▶ JOB: Repeat the material below line for line, but leave out the pictures.

▶ Entries pointing to named objects:
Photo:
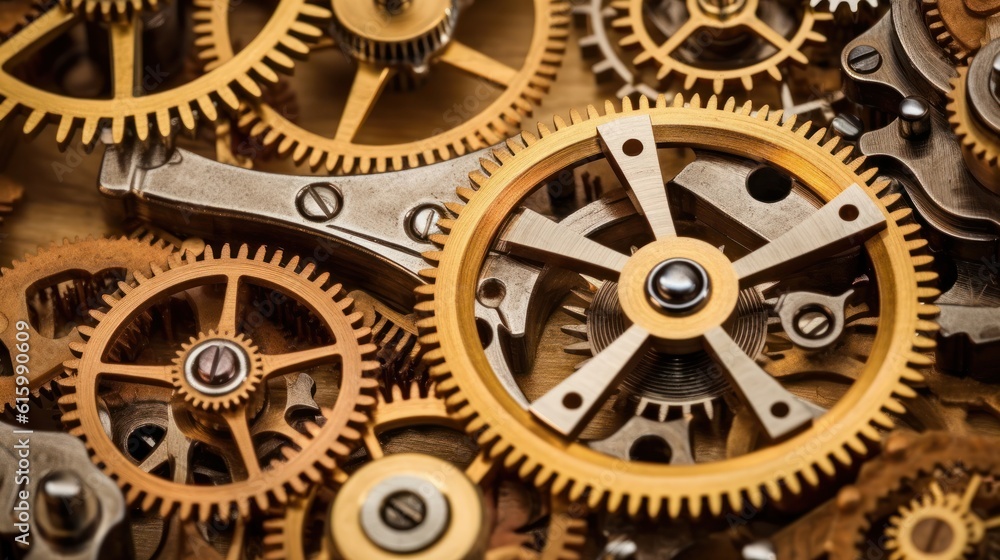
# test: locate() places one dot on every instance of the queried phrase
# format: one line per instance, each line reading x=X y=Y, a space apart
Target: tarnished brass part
x=908 y=458
x=522 y=88
x=292 y=25
x=960 y=26
x=79 y=261
x=313 y=452
x=505 y=429
x=108 y=10
x=736 y=17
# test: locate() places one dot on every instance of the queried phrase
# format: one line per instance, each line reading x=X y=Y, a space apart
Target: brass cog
x=517 y=437
x=729 y=19
x=918 y=498
x=522 y=88
x=108 y=10
x=960 y=26
x=292 y=25
x=82 y=261
x=312 y=448
x=286 y=533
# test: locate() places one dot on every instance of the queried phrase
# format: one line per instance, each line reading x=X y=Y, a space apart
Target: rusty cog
x=222 y=289
x=925 y=498
x=48 y=292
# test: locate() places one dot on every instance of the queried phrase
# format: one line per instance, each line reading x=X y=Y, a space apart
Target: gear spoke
x=572 y=403
x=369 y=81
x=125 y=49
x=848 y=220
x=535 y=236
x=630 y=147
x=240 y=430
x=480 y=65
x=777 y=411
x=280 y=364
x=134 y=373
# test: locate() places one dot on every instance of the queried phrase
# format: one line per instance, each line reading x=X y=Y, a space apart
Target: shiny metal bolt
x=864 y=59
x=814 y=323
x=217 y=365
x=423 y=221
x=319 y=202
x=678 y=285
x=914 y=118
x=403 y=511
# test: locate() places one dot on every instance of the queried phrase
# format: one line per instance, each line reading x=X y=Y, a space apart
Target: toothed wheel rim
x=292 y=25
x=463 y=373
x=318 y=451
x=786 y=49
x=524 y=88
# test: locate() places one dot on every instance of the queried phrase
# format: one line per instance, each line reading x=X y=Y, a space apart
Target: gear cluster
x=501 y=280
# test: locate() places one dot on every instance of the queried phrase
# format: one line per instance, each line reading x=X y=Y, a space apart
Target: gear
x=960 y=27
x=672 y=58
x=923 y=498
x=853 y=5
x=288 y=537
x=292 y=24
x=312 y=448
x=32 y=288
x=344 y=153
x=521 y=438
x=108 y=10
x=980 y=144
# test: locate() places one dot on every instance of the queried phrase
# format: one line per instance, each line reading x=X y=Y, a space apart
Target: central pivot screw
x=403 y=511
x=678 y=285
x=217 y=364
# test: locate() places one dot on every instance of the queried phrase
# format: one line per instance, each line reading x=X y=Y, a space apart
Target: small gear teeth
x=690 y=499
x=277 y=482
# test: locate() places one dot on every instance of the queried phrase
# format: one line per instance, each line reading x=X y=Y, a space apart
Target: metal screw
x=217 y=365
x=423 y=221
x=914 y=118
x=864 y=59
x=814 y=324
x=319 y=202
x=847 y=126
x=403 y=510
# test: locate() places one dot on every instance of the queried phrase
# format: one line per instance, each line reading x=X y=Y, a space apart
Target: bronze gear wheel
x=522 y=88
x=286 y=533
x=706 y=17
x=884 y=486
x=961 y=27
x=315 y=449
x=511 y=434
x=82 y=261
x=109 y=10
x=286 y=34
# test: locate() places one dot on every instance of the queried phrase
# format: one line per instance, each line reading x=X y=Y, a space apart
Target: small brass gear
x=108 y=10
x=520 y=439
x=961 y=27
x=310 y=450
x=927 y=497
x=733 y=19
x=292 y=26
x=521 y=88
x=93 y=265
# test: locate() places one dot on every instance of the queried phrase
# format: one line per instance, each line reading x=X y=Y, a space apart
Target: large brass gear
x=522 y=88
x=310 y=449
x=292 y=25
x=286 y=533
x=740 y=16
x=512 y=434
x=961 y=27
x=83 y=261
x=932 y=478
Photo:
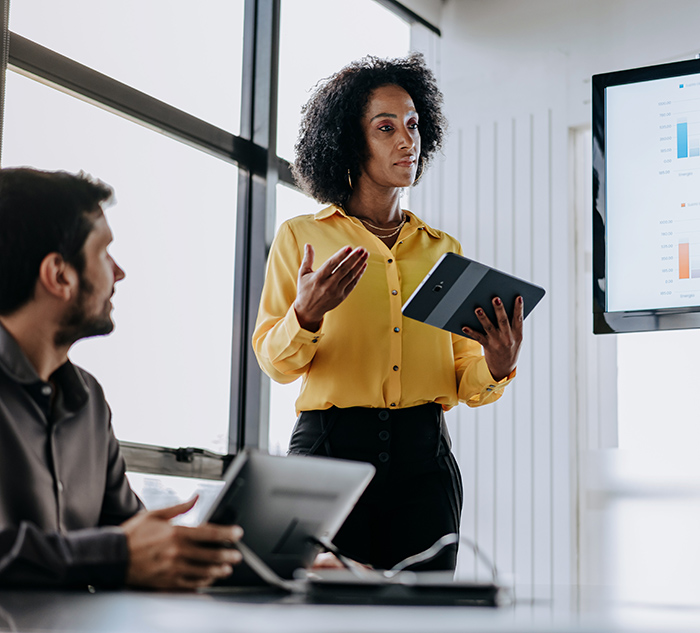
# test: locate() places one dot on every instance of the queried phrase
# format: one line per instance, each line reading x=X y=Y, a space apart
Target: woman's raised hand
x=501 y=341
x=325 y=289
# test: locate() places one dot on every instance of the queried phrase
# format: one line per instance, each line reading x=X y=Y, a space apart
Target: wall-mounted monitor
x=646 y=198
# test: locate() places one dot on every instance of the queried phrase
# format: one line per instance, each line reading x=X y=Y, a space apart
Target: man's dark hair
x=40 y=213
x=331 y=139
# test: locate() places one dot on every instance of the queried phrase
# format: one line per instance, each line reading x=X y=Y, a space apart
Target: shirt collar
x=414 y=220
x=16 y=365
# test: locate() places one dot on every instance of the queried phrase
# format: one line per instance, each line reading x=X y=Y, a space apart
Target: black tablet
x=457 y=286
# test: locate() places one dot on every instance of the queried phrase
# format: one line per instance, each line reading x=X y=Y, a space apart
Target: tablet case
x=456 y=286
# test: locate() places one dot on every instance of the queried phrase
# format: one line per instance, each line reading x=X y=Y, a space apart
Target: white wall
x=516 y=79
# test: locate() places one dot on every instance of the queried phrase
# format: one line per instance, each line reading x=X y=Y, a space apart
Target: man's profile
x=68 y=516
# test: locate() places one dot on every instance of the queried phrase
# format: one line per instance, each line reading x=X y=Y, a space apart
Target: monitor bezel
x=605 y=322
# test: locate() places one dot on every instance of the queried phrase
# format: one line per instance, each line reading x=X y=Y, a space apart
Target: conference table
x=579 y=609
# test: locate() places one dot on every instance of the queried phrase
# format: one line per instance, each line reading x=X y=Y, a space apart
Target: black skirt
x=416 y=494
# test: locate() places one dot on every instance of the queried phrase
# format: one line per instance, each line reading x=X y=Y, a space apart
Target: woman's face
x=390 y=124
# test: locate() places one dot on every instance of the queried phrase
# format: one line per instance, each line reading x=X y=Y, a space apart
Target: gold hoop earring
x=419 y=171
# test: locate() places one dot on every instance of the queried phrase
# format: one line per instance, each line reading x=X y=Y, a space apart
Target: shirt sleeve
x=120 y=501
x=475 y=384
x=283 y=348
x=32 y=558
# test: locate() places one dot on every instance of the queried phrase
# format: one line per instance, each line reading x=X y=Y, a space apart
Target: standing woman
x=374 y=383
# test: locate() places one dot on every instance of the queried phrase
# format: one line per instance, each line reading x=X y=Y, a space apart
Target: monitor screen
x=646 y=198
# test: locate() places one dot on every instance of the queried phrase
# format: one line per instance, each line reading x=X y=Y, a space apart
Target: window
x=172 y=104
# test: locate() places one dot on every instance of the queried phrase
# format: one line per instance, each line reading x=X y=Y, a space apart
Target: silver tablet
x=285 y=505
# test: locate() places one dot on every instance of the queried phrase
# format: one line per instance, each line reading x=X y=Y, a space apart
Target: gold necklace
x=393 y=230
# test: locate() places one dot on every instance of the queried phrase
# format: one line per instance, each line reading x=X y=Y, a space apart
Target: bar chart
x=687 y=145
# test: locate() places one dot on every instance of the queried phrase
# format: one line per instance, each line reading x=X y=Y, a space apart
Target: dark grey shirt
x=62 y=481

▶ RESULT OF THIS EXERCISE:
Photo:
# test: locate() places one dot on every instance of the queried phrase
# format: one line per instance, each line reading x=X y=Y, a space apart
Target: tarnished brass part
x=908 y=458
x=522 y=88
x=292 y=25
x=960 y=26
x=79 y=261
x=313 y=452
x=505 y=429
x=108 y=10
x=736 y=17
# test: locate() places one dot on every instance of the queried phrase
# format: one line per instance, each line reading x=X y=Y, a space apart
Target: brass cog
x=517 y=437
x=729 y=19
x=918 y=498
x=522 y=88
x=108 y=10
x=960 y=26
x=292 y=25
x=82 y=261
x=312 y=448
x=286 y=533
# test: locate() places one dot on every instance of the queried phrase
# format: one line per instance, each line reading x=X y=Y, a space apart
Target: rusty cog
x=222 y=289
x=925 y=498
x=48 y=292
# test: locate() places one dot on every instance of the queried phrase
# format: one line per instance, each line reading x=X y=Y, a space apart
Target: gear spoke
x=572 y=403
x=369 y=81
x=125 y=49
x=848 y=220
x=535 y=236
x=630 y=147
x=240 y=430
x=480 y=65
x=777 y=411
x=280 y=364
x=134 y=373
# test: locate() places one dot on every instance of the queried phrase
# format: one line per instance, each line reading x=X y=Y, a space apart
Target: shiny metal bolt
x=864 y=59
x=814 y=323
x=217 y=365
x=423 y=221
x=319 y=202
x=678 y=285
x=914 y=118
x=403 y=511
# test: locate() places one dot on every instance of the queried phrase
# format: one line per instance, each line reading x=X y=Y, a space apart
Target: toothed wheel rim
x=292 y=25
x=463 y=373
x=318 y=451
x=786 y=49
x=524 y=88
# test: locate() places one dot on every instance of the queried phrase
# format: one line per instance, each line reading x=X y=Y, a space apart
Target: gear cluster
x=501 y=280
# test: locate() places one dot on every instance of the queried phrase
# format: one line per instance, each line reading x=X y=Y, a space apart
Target: gear
x=960 y=27
x=672 y=58
x=923 y=498
x=853 y=5
x=288 y=537
x=292 y=24
x=312 y=448
x=32 y=288
x=344 y=153
x=521 y=438
x=108 y=10
x=980 y=144
# test: locate() places one dot on every instance of the queried phrase
# format: one line per instance, each line reading x=X y=Y, a space apart
Target: central pivot screw
x=403 y=511
x=678 y=285
x=217 y=364
# test: locate() places one dot on every instance of the queried phrase
# format: one line per instance, each line reading x=X y=Y, a space apart
Target: small gear teeth
x=690 y=499
x=277 y=482
# test: locate() places one dot on every instance of the queried phrase
# format: one line per instance, each line reading x=X y=Y, a space apart
Target: metal screw
x=217 y=365
x=423 y=221
x=914 y=118
x=864 y=59
x=814 y=324
x=319 y=202
x=847 y=126
x=403 y=510
# test: locate() places one dot on every instance of the queried phrase
# format: one line per instance, each line reading x=X y=Y, a space apart
Target: bronze gear wheel
x=522 y=88
x=286 y=533
x=706 y=17
x=884 y=486
x=961 y=27
x=315 y=449
x=511 y=434
x=82 y=261
x=109 y=10
x=286 y=34
# test: locate() places one dot on every instance of the queried phrase
# format: one line per instance, each line reading x=X y=Y, a space apart
Target: small brass gear
x=108 y=10
x=520 y=439
x=961 y=27
x=310 y=450
x=927 y=497
x=733 y=19
x=292 y=26
x=521 y=88
x=93 y=265
# test: locate() places one dot on every instance of the queried phrase
# format: one line per instance, each line reading x=X y=Y, a space apart
Target: large brass gear
x=522 y=88
x=310 y=449
x=292 y=25
x=286 y=533
x=740 y=16
x=512 y=434
x=961 y=27
x=83 y=261
x=932 y=478
Photo:
# test: locate() places one dot on every instance of the queried phrase
# format: one line per instance, each line reading x=X y=Y, a space apart
Target: woman's raised hand
x=501 y=341
x=325 y=289
# test: locate() places one dot on every instance of the queried phrase
# format: one line per instance, each line reading x=X y=Y, a space apart
Target: wall-mounted monitor
x=646 y=198
# test: locate() places one dot on every instance of the queried phrase
# format: one line per instance, each line reading x=X y=Y, a space apart
Target: man's dark hair
x=40 y=213
x=331 y=139
# test: locate() places one dot on every instance of the queried phrase
# format: one line per instance, each line reading x=X y=Y, a space apart
Target: shirt collar
x=414 y=220
x=16 y=365
# test: locate() places one dot on every instance of the queried phrase
# format: one line per instance, each line reading x=X y=Y, a space apart
Target: black tablet
x=457 y=286
# test: locate() places one dot on every instance of the queried phrase
# format: one line per instance, each line reading x=X y=Y, a space apart
Target: tablet case
x=456 y=286
# test: locate() places one dot on every instance of the queried phrase
# format: one line per instance, each line reading x=X y=Y, a space apart
Target: white wall
x=516 y=79
# test: locate() places one dot on every instance of the queried phrase
# format: one line per instance, each line reading x=X y=Y, a space apart
Target: man's profile
x=68 y=516
# test: locate() places one dot on every instance of the queried phrase
# format: one line per instance, each line reading x=X y=Y, a space apart
Target: monitor bezel
x=605 y=322
# test: locate() places one dot on every instance of the queried phrase
# format: one line per instance, each line reading x=X y=Y, a space apart
Target: conference table
x=579 y=609
# test: locate() places one dot on every instance of the queried phrase
# format: one line per instance, each line reading x=X y=Y, a space apart
Target: black skirt
x=416 y=494
# test: locate() places one dot on every instance of the queried phrase
# format: one line per instance, each line reading x=X y=Y, a space apart
Target: woman's face
x=390 y=124
# test: locate() places one dot on every instance of the queried phrase
# format: one line per instance, each line reading x=X y=Y, a space apart
Target: gold hoop earring
x=419 y=171
# test: locate() places one dot on every instance of the queried phrase
# format: one line per instance, each line reading x=X y=Y, a space apart
Target: shirt sleeve
x=120 y=501
x=475 y=384
x=283 y=348
x=32 y=558
# test: locate() places one dot on every instance of the queried phrase
# format: one line per instance, each line reading x=X y=Y, a space apart
Target: standing woman
x=374 y=383
# test: locate() places one dot on every instance of the queried phrase
# format: one line per instance, each line reading x=X y=Y, a space apart
Target: monitor screen
x=646 y=198
# test: locate() places one dot on every instance of the queried phrase
# format: one line per instance, each line reading x=X y=Y, a space apart
Target: window
x=172 y=104
# test: locate() places one dot on every instance of the queried phrase
# format: one line per instance, each line reading x=X y=Y, a space apart
Target: silver tablet
x=285 y=505
# test: locate() places one dot on every instance of the queried phrase
# format: one line per instance, each line reading x=X y=Y, a space apart
Target: gold necklace
x=393 y=230
# test: locate() places one dot on every instance of the queried phrase
# format: one line per instance, each line reading x=X y=Y, a space apart
Target: bar chart
x=687 y=145
# test: locate() places one dot on every instance of the queried phrase
# format: one line per instance, each line reading x=X y=Y, a space apart
Target: dark grey shirt
x=62 y=481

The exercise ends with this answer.